Por: Gustavo Páez Escobar

El 29 de septiembre de 1979 Germán Pardo García se abrió las venas, dominado por aguda crisis emocional, y el presidente de Méjico, licenciado José López Portillo, le salvó la vida mediante los auxilios rápidos de la Cruz Roja. De regreso del mundo de las sombras escribió los más tremendos poemas sobre la muerte y la angustia te­rrenal, que lo cubrieron de gloria infinita.

Lleva 72 años ininterrumpidos haciendo poesía. Y anuncia su retiro definitivo con el libro titulado Últimas odas, que acaba de entrar en circulación y se halla dedicado al doctor Belisario Betancur Cuartas —»orgullo de mi patria y de la América Hispánica” —, obra publi­cada por la Editorial Libros de Mé­xico, la misma que imprime la revista Nivel, de fama continental, fundada por Pardo García en enero de 1959 a instancias del presidente Eduardo Santos, y que ha cumplido 272 ediciones.

Con Últimas odas, el libro número 33, se corona una de las carreras más luminosas de la poesía universal. Se le considera posiblemente el poeta vivo más importante del mundo y en varias ocasiones se le ha postulado para el Premio Nóbel de Literatura, pero los dispensadores del galardón, que no siempre aciertan en sus de­signios recónditos, se han vuelto de oídos sordos, como sucede alrededor de Borges.
_ _ _ _
**Objetivos:**
A - Devuelve sin cambios el pasaje del fragmento sobre Germán Pardo García que comienza con "Lleva 72 años" y sigue hasta "cumplido 272 ediciones.".
B - Reporta, copiándola entera, cada línea del listado que contenga la palabra "blue". Se distinguen mayúsculas y minúsculas.

Datos de origen
_ _ _ _
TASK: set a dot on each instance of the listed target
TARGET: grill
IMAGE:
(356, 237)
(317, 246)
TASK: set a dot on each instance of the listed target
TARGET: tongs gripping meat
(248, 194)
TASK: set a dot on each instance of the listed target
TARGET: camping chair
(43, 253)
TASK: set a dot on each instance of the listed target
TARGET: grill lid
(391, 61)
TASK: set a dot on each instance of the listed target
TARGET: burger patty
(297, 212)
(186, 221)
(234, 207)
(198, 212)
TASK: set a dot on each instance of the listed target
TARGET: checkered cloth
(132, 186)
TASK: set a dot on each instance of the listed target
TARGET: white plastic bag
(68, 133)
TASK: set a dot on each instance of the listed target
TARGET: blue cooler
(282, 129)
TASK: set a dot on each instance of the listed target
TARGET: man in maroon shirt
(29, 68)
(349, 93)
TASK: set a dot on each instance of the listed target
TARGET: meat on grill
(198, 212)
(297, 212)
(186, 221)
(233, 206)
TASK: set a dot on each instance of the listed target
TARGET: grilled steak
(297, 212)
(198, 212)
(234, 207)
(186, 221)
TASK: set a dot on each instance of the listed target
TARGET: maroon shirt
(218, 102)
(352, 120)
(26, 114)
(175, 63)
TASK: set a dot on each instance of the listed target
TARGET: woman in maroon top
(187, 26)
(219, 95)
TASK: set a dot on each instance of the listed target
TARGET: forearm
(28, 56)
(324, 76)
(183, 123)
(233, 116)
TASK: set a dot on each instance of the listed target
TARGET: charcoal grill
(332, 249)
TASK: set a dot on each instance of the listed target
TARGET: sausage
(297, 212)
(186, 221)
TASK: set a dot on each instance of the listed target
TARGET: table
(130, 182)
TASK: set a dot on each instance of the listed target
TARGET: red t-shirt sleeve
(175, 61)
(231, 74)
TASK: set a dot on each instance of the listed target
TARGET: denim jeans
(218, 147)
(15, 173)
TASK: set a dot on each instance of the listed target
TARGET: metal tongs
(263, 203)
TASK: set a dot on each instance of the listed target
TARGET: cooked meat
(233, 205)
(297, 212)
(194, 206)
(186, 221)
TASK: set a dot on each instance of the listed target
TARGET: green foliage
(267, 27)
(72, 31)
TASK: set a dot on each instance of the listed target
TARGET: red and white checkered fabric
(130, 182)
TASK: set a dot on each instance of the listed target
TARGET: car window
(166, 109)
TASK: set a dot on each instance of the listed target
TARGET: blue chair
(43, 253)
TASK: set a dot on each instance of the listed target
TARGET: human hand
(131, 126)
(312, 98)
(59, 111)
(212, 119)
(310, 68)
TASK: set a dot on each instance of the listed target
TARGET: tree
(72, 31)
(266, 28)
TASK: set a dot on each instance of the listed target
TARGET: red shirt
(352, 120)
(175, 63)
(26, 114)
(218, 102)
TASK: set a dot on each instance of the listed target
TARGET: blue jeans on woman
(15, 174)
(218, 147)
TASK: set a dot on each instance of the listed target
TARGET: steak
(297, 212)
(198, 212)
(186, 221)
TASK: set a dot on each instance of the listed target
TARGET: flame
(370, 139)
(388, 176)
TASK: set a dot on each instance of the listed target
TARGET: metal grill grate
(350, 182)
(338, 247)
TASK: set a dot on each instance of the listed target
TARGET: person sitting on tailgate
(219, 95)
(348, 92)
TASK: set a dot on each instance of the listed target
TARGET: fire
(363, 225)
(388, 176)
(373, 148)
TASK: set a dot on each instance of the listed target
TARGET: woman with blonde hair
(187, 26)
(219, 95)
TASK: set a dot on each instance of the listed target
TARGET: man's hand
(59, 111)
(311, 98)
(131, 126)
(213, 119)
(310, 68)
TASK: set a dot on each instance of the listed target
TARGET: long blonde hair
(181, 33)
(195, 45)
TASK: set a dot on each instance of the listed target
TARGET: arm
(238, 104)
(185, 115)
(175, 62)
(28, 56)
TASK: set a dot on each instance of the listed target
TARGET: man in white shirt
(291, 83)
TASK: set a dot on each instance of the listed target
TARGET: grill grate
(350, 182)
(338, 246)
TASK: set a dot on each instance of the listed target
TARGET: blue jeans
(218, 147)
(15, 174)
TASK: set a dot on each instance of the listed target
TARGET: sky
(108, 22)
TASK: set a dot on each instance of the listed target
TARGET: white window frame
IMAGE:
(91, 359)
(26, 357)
_ _ _ _
**Resultados:**
A -
Lleva 72 años ininterrumpidos haciendo poesía. Y anuncia su retiro definitivo con el libro titulado Últimas odas, que acaba de entrar en circulación y se halla dedicado al doctor Belisario Betancur Cuartas —»orgullo de mi patria y de la América Hispánica” —, obra publi­cada por la Editorial Libros de Mé­xico, la misma que imprime la revista Nivel, de fama continental, fundada por Pardo García en enero de 1959 a instancias del presidente Eduardo Santos, y que ha cumplido 272 ediciones.

B -
TARGET: blue cooler
TARGET: blue chair
TARGET: blue jeans on woman
TARGET: blue jeans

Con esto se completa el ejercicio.